__Task statement__. Repeat the lines beginning at the one with "pin: the mast" and running to the end of the material, keeping the first and last of them, exactly as they appear.
* * * * * * *
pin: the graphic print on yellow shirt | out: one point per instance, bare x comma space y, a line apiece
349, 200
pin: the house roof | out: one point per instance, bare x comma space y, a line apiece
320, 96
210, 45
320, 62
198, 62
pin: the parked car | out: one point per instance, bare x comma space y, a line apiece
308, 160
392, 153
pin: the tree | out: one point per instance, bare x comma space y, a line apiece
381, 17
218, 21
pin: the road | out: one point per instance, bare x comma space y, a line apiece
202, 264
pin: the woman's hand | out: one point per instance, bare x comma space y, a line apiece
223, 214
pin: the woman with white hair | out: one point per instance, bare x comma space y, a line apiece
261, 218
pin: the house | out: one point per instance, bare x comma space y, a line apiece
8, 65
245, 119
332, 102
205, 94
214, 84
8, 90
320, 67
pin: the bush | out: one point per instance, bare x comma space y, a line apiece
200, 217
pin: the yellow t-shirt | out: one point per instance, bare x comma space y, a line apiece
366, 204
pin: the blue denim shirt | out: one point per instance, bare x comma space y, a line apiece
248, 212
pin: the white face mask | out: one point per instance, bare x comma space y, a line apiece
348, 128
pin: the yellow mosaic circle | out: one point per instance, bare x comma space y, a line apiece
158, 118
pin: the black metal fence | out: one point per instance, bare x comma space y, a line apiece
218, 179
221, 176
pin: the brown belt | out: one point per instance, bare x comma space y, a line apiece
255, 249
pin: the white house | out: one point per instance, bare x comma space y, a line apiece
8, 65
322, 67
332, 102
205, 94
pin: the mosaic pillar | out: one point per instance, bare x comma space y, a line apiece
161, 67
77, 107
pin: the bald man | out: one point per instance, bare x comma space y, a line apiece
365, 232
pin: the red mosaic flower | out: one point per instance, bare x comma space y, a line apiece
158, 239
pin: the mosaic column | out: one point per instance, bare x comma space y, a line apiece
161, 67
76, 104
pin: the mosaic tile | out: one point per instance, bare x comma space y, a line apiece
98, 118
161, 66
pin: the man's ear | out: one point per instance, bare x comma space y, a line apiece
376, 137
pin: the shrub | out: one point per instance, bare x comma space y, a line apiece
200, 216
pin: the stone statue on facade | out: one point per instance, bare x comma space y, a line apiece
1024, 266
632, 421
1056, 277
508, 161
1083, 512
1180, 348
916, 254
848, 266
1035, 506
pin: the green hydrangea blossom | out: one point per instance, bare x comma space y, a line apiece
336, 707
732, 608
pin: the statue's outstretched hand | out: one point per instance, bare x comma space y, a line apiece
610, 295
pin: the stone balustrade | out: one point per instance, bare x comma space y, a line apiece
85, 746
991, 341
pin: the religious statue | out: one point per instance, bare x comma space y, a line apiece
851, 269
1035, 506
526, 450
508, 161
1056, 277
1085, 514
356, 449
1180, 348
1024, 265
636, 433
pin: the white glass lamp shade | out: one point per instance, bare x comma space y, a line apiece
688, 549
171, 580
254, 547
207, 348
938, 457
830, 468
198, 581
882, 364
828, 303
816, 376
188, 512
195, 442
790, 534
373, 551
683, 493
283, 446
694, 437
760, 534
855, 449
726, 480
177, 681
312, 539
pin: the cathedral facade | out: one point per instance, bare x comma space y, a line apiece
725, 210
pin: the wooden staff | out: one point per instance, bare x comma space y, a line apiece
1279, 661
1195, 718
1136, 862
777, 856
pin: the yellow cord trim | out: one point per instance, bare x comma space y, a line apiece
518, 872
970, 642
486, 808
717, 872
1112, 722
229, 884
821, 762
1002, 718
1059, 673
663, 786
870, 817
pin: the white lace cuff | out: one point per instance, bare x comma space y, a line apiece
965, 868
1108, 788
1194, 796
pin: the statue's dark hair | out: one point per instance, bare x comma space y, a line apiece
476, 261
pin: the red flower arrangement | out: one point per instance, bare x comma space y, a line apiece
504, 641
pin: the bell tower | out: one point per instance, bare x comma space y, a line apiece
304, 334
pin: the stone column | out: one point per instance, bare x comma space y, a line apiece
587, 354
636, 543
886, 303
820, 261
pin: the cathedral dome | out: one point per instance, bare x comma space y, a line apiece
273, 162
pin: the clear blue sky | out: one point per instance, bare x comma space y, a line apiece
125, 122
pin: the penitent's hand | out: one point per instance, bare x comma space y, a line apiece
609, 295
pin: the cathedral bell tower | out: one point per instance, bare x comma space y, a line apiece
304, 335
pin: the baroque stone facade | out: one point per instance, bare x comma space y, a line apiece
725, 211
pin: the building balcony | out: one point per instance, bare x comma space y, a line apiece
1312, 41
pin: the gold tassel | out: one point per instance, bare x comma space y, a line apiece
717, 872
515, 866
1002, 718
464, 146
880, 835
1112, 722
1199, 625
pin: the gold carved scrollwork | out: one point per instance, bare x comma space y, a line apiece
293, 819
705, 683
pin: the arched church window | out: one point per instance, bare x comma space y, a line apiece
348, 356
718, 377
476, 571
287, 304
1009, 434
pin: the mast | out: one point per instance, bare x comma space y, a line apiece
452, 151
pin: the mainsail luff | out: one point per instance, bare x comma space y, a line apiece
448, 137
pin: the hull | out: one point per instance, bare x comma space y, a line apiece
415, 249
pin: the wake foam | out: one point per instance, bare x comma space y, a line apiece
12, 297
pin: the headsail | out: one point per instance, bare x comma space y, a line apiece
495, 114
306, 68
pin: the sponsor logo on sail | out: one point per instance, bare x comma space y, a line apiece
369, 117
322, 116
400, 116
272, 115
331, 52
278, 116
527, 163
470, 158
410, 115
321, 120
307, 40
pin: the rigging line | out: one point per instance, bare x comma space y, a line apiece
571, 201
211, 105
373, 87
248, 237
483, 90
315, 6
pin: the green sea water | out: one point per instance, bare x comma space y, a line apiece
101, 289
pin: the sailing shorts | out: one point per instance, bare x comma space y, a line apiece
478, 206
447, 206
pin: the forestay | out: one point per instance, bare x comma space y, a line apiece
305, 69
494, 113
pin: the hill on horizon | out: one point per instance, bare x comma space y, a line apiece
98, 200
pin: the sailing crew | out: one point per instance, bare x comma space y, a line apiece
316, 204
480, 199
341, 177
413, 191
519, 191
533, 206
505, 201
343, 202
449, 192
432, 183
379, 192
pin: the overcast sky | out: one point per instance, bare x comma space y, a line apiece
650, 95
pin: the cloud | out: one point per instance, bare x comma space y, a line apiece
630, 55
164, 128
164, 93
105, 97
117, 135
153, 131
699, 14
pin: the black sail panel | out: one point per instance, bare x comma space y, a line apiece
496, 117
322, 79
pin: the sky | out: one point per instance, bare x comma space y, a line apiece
* * * * * * *
__Right answer__.
pin: the mast | out: one point per instance, bare x comma space y, a line apiece
452, 151
pin: the mainsail luff | out: one point per instance, bare x comma space y, a line apiece
448, 137
pin: the hull | out: one point per instance, bare x comma space y, a line apiece
415, 249
pin: the wake foam | out: one point per instance, bare x comma space y, a line apiece
12, 297
pin: the headsail | out: one point per instance, bare x comma space y, a line apiece
495, 114
306, 68
pin: the sponsor logo on sail | out: one point per instance, bare x comma space y, a line apiece
369, 117
322, 116
400, 116
272, 115
331, 52
278, 116
527, 163
470, 158
410, 115
321, 120
307, 40
pin: the rigging line | out: one point per instance, bare x comma space y, a line apiece
571, 201
211, 105
373, 87
248, 237
483, 90
315, 6
pin: the green sea water | out: one point per instance, bare x comma space y, a line apiece
101, 289
pin: the sailing shorts | out: one point per instance, bare x comma space y, a line apiece
478, 206
447, 206
pin: the forestay | out: one point per instance, bare x comma space y, a line apiece
305, 69
494, 113
pin: the hill on horizon | out: one point per instance, bare x comma space y, a line apiece
98, 200
pin: the sailing crew | out: one point per instance, bare x comma space y, a line apiece
316, 204
480, 199
341, 177
413, 191
519, 191
533, 206
505, 201
343, 202
449, 192
432, 183
379, 192
pin: the overcast sky | out: one point per instance, bare x comma space y, a line apiece
650, 95
pin: the cloud | out: one point per instance, bare x comma space y, a line apiece
630, 55
164, 128
164, 93
105, 97
117, 135
153, 131
699, 14
pin: the black sail panel | out: one point per instance, bare x comma space y, a line apiece
496, 117
322, 79
pin: the sky | out: one point per instance, bare x comma space y, a line apiece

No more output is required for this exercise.